### EXERCISE INSTRUCTIONS
Count the lines in the records below that contain the word "write". Reply with only the number.

### SUPPLIED INFORMATION
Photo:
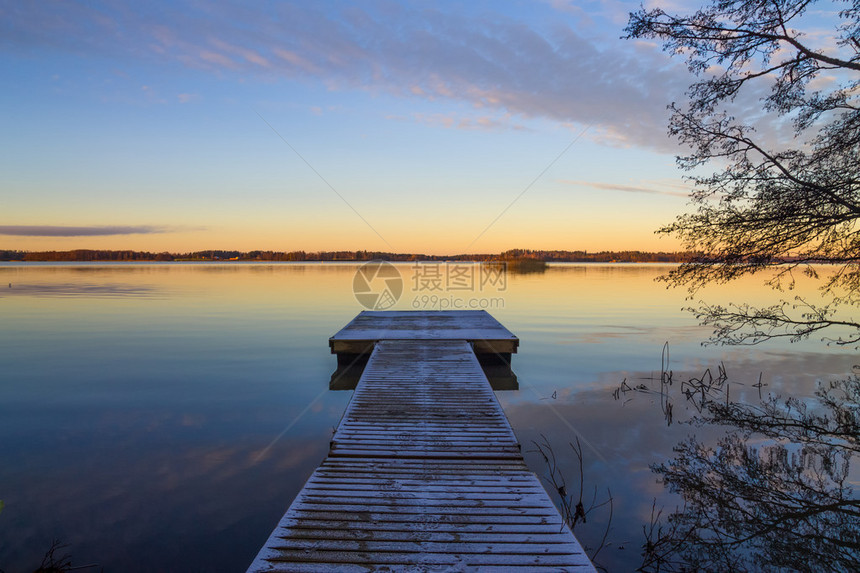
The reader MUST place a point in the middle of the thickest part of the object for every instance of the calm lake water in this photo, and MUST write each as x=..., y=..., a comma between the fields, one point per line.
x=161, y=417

* * *

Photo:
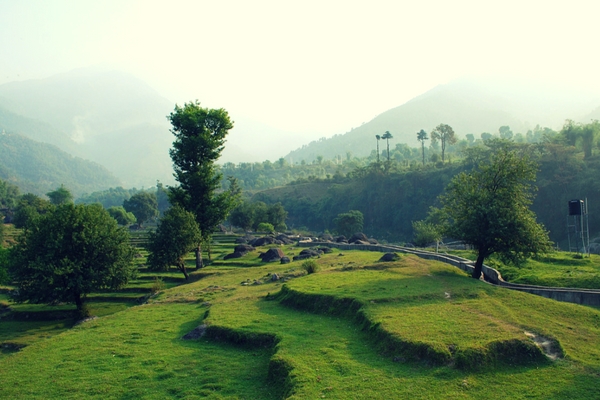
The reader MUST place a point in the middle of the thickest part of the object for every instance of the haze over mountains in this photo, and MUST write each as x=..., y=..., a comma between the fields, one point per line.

### REPLY
2